- EXERCISE DETAILS: Substitute "NOTE" for every "README" in the items below, leaving all other text unchanged. Omit the pictures from your answer.
===== DATASET
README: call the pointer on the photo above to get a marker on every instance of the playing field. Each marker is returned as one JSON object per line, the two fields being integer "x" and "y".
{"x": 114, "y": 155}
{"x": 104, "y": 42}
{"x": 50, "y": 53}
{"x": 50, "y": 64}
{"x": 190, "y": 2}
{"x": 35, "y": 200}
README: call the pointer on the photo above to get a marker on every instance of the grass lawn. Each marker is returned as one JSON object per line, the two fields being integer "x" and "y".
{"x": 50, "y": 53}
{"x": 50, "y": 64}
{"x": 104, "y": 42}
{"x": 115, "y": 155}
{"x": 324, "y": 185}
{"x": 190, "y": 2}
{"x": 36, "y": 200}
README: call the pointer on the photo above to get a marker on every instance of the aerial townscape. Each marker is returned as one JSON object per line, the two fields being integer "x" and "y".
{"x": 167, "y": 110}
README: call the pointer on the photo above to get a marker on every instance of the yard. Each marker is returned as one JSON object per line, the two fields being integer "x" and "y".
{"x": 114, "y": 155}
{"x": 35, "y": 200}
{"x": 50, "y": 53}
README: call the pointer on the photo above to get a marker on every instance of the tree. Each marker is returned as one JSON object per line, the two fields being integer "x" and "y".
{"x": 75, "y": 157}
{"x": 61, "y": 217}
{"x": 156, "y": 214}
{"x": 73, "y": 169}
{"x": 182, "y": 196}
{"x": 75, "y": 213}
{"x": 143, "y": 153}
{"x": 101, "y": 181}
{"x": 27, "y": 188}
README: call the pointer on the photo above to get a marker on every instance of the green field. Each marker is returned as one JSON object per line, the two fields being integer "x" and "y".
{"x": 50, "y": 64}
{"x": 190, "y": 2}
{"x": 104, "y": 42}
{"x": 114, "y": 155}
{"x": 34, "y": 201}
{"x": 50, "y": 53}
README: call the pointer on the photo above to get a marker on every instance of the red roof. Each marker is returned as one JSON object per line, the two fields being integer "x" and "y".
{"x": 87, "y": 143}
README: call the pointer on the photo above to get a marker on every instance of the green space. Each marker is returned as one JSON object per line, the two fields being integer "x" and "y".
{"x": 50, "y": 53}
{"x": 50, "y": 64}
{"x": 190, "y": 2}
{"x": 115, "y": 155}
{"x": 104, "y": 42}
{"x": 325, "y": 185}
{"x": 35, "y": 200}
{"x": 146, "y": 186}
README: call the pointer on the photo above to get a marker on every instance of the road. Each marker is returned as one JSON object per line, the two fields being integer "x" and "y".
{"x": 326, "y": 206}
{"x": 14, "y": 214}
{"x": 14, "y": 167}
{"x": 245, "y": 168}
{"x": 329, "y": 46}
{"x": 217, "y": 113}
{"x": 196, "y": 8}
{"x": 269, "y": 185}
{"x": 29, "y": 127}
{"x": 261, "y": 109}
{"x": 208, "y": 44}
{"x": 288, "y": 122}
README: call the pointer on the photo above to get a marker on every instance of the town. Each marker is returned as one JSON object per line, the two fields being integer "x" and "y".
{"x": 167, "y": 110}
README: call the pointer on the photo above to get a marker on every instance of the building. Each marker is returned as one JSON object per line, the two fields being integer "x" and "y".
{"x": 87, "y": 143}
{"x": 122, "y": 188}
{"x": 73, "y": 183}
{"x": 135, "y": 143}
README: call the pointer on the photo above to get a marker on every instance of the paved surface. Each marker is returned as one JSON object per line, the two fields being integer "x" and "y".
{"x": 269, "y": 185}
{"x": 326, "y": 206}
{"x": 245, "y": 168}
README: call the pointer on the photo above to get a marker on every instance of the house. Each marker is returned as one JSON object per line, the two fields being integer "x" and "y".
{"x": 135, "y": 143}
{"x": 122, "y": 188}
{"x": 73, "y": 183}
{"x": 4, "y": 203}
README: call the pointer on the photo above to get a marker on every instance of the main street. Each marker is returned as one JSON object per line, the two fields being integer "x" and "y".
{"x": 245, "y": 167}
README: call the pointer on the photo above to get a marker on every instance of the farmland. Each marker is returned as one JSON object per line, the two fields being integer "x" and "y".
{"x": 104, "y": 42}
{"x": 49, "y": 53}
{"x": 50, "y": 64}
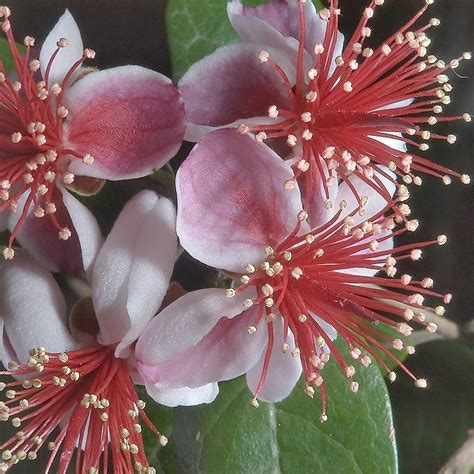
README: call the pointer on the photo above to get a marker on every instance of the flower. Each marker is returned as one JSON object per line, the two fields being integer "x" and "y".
{"x": 60, "y": 122}
{"x": 300, "y": 285}
{"x": 343, "y": 111}
{"x": 81, "y": 381}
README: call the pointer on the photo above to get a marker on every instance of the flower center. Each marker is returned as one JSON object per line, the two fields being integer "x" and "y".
{"x": 34, "y": 157}
{"x": 88, "y": 395}
{"x": 344, "y": 109}
{"x": 314, "y": 283}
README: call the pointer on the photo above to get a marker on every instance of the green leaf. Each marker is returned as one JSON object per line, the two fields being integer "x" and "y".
{"x": 432, "y": 424}
{"x": 231, "y": 436}
{"x": 197, "y": 28}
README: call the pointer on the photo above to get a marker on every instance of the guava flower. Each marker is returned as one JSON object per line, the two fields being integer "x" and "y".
{"x": 343, "y": 111}
{"x": 62, "y": 122}
{"x": 301, "y": 285}
{"x": 80, "y": 382}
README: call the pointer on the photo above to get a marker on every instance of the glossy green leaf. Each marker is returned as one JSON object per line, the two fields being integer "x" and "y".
{"x": 196, "y": 28}
{"x": 231, "y": 436}
{"x": 432, "y": 424}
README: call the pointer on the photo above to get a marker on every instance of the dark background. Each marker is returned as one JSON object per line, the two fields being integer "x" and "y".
{"x": 133, "y": 31}
{"x": 126, "y": 31}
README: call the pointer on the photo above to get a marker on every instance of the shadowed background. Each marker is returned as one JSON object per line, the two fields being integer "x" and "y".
{"x": 126, "y": 31}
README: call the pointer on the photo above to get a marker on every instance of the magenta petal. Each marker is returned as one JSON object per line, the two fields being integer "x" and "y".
{"x": 130, "y": 119}
{"x": 231, "y": 85}
{"x": 226, "y": 352}
{"x": 231, "y": 200}
{"x": 39, "y": 236}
==========
- TASK SOLUTION:
NOTE: call the pointer on the photo above to get a marker on every instance of the playing field. Each marker is returned as one JSON object per line, the two fields being integer "x" and "y".
{"x": 114, "y": 155}
{"x": 104, "y": 42}
{"x": 50, "y": 53}
{"x": 50, "y": 64}
{"x": 190, "y": 2}
{"x": 35, "y": 200}
NOTE: call the pointer on the photo above to get a marker on every instance of the grass lawn. Each marker is returned as one JSON object per line, the two fields being integer "x" and "y".
{"x": 50, "y": 53}
{"x": 50, "y": 64}
{"x": 104, "y": 42}
{"x": 115, "y": 155}
{"x": 324, "y": 185}
{"x": 190, "y": 2}
{"x": 36, "y": 200}
NOTE: call the pointer on the photo above to get a marker on every instance of the aerial townscape. Each marker is returned as one JSON object per line, the two fields being integer "x" and "y".
{"x": 167, "y": 110}
NOTE: call the pointer on the photo above to get a marker on every instance of the yard. Each marker is returned as one JSON object per line, the two fields being integer "x" and "y".
{"x": 114, "y": 155}
{"x": 35, "y": 200}
{"x": 50, "y": 53}
NOTE: call the pointer on the photo above to get a marker on every instance of the tree. Each marker is returned as one JSON object per line, the two fields being integer "x" and "y".
{"x": 75, "y": 157}
{"x": 61, "y": 217}
{"x": 156, "y": 214}
{"x": 73, "y": 169}
{"x": 182, "y": 196}
{"x": 75, "y": 213}
{"x": 143, "y": 153}
{"x": 101, "y": 181}
{"x": 27, "y": 188}
NOTE: call the pointer on the photo above to get a marker on every instance of the green field. Each marker is returned as one JSON object per line, the two fields being integer "x" and "y".
{"x": 50, "y": 64}
{"x": 190, "y": 2}
{"x": 104, "y": 42}
{"x": 114, "y": 155}
{"x": 34, "y": 201}
{"x": 50, "y": 53}
NOTE: call the pointer on the photo above to get a marker on every instance of the red roof. Each marker is returned as one JSON object per line, the two fields being integer "x" and "y".
{"x": 87, "y": 143}
NOTE: call the pointer on the photo above to get a marker on every instance of the green space. Each marker is returned as one JSON object per line, the two fields being integer "x" and "y".
{"x": 50, "y": 53}
{"x": 50, "y": 64}
{"x": 190, "y": 2}
{"x": 115, "y": 155}
{"x": 104, "y": 42}
{"x": 325, "y": 185}
{"x": 35, "y": 200}
{"x": 146, "y": 186}
NOTE: call the pointer on the photo above to get a marker on every instance of the road. Each marker is returned as one JSON object per line, the two fields being integer "x" and "y".
{"x": 326, "y": 206}
{"x": 14, "y": 214}
{"x": 14, "y": 167}
{"x": 245, "y": 168}
{"x": 329, "y": 46}
{"x": 217, "y": 113}
{"x": 196, "y": 8}
{"x": 269, "y": 185}
{"x": 29, "y": 127}
{"x": 261, "y": 109}
{"x": 208, "y": 44}
{"x": 288, "y": 122}
NOTE: call the pointer on the photo above to get a marker on every instance of the town. Each marker is returned as one JSON object per line, the two fields being integer "x" and "y".
{"x": 167, "y": 110}
NOTE: call the pointer on the photo above to get a marker on every instance of the building. Each marker is returned as one JSON object per line, the two fields being integer "x" and "y".
{"x": 87, "y": 143}
{"x": 122, "y": 188}
{"x": 73, "y": 183}
{"x": 135, "y": 143}
NOTE: call the pointer on the photo above to get a marker on every instance of the paved surface. Each marker is returned as one JSON object per line, the two fields being integer "x" and "y".
{"x": 269, "y": 185}
{"x": 326, "y": 206}
{"x": 245, "y": 168}
NOTE: call the pointer on the photo above to get a marker on every instance of the house. Each marker is returned as one JSON object per line, the two fields being integer "x" and "y".
{"x": 135, "y": 143}
{"x": 122, "y": 188}
{"x": 73, "y": 183}
{"x": 4, "y": 203}
NOTE: call the pointer on the photo above to get a marker on every instance of the main street. Each marker is returned as one JSON object per line, the two fields being integer "x" and "y".
{"x": 245, "y": 167}
NOTE: call the pointer on the photo above to get a marker on every instance of the farmland. Each marker is returned as one JSON object per line, the two fields being integer "x" and "y".
{"x": 104, "y": 42}
{"x": 49, "y": 53}
{"x": 50, "y": 64}
NOTE: call the pointer on the photo above to get a marker on every instance of the flower. Each marker is returned as one JSON object per line, the two fields being integer "x" and "y".
{"x": 60, "y": 122}
{"x": 300, "y": 285}
{"x": 343, "y": 111}
{"x": 81, "y": 381}
NOTE: call the pointer on the photo above to get a marker on every instance of the flower center. Each marker is returned as one JSON object per line, the two fields being integer "x" and "y".
{"x": 34, "y": 157}
{"x": 88, "y": 395}
{"x": 344, "y": 109}
{"x": 314, "y": 283}
NOTE: call the pointer on the photo above to get a marker on every instance of the green leaf. Each marker is returned as one JSON object per line, the two fields being integer "x" and "y".
{"x": 432, "y": 424}
{"x": 231, "y": 436}
{"x": 197, "y": 28}
NOTE: call the pointer on the photo above to get a marker on every instance of the guava flower. Each marker is returned as one JSON object per line, the two fields being integer "x" and "y".
{"x": 343, "y": 111}
{"x": 62, "y": 122}
{"x": 301, "y": 285}
{"x": 80, "y": 382}
NOTE: call the pointer on the photo above to get a marker on every instance of the glossy green leaf. Each marker is returned as one JSON object per line, the two fields being integer "x" and "y".
{"x": 196, "y": 28}
{"x": 231, "y": 436}
{"x": 432, "y": 424}
NOTE: call the pointer on the photo above to get a marker on every instance of the dark background. Each marker is returned as one JSON object per line, the two fields being integer "x" and "y".
{"x": 133, "y": 31}
{"x": 126, "y": 31}
NOTE: call the pointer on the photo above to get a marker on every instance of the shadowed background. Each marker is returned as one JSON object per line, the two fields being integer "x" and "y".
{"x": 126, "y": 31}
NOTE: call the pointer on the photo above to get a marker on every instance of the magenta petal. Each marker is returned as one JSON object per line, the two fields being integer "x" and "y".
{"x": 130, "y": 119}
{"x": 231, "y": 85}
{"x": 226, "y": 352}
{"x": 231, "y": 200}
{"x": 39, "y": 236}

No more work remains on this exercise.